WHAT IS EXPECTED:
Write out, word for word, the part of the excerpt below on AI functions and UDFs that opens with the words containing "Examples of AI" and closes with "neutral, or negative.".

EXCERPT:
——————————

Examples of AI functions and UDFs
Learn to use the ai_generate_text_default function for tasks like analyzing Amazon book
reviews. Also, see how to create custom UDFs to make AI text analysis easier and more
efficient, enhancing your data workflows and insights.
Examples of using the built-in AI function
The following example lists the steps needed to turn a prompt into a custom SQL function using
just the built-in function ai_generate_text_default.
> select ai_generate_text_default(‘hello’);
Response:
Hello! How can I assist you today?
In the below example, a query is sent to the Amazon book reviews database for the book titled
Artificial Superintelligence. The large language model (LLM) is prompted to classify the
sentiment as positive, neutral, or negative.

——————————

LISTED RECORDS:
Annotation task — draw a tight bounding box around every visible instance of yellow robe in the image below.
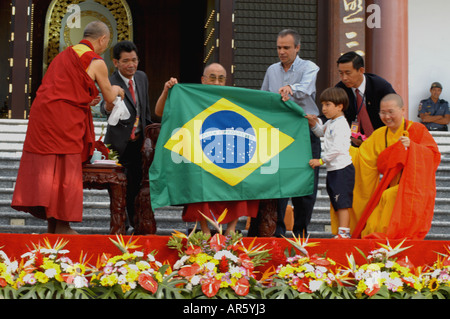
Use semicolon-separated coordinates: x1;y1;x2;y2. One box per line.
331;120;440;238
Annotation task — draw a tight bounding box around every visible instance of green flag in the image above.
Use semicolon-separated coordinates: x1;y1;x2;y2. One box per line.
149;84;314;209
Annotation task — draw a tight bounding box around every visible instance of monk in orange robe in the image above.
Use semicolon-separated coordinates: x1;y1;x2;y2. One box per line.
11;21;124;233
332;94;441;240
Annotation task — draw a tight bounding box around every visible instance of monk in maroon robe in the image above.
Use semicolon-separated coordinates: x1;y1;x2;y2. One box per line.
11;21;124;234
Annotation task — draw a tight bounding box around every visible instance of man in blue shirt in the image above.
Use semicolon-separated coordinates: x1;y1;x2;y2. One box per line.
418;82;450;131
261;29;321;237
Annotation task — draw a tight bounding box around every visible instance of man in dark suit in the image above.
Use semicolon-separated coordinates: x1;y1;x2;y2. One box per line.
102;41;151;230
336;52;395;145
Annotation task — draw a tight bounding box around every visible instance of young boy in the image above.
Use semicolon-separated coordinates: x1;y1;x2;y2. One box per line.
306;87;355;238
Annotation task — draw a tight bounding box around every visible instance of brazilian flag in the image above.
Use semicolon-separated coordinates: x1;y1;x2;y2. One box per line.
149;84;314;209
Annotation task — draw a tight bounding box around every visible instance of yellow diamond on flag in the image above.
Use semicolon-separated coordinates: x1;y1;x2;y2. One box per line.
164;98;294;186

——————————

ANSWER FOR THE TASK:
Examples of AI functions and UDFs
Learn to use the ai_generate_text_default function for tasks like analyzing Amazon book
reviews. Also, see how to create custom UDFs to make AI text analysis easier and more
efficient, enhancing your data workflows and insights.
Examples of using the built-in AI function
The following example lists the steps needed to turn a prompt into a custom SQL function using
just the built-in function ai_generate_text_default.
> select ai_generate_text_default(‘hello’);
Response:
Hello! How can I assist you today?
In the below example, a query is sent to the Amazon book reviews database for the book titled
Artificial Superintelligence. The large language model (LLM) is prompted to classify the
sentiment as positive, neutral, or negative.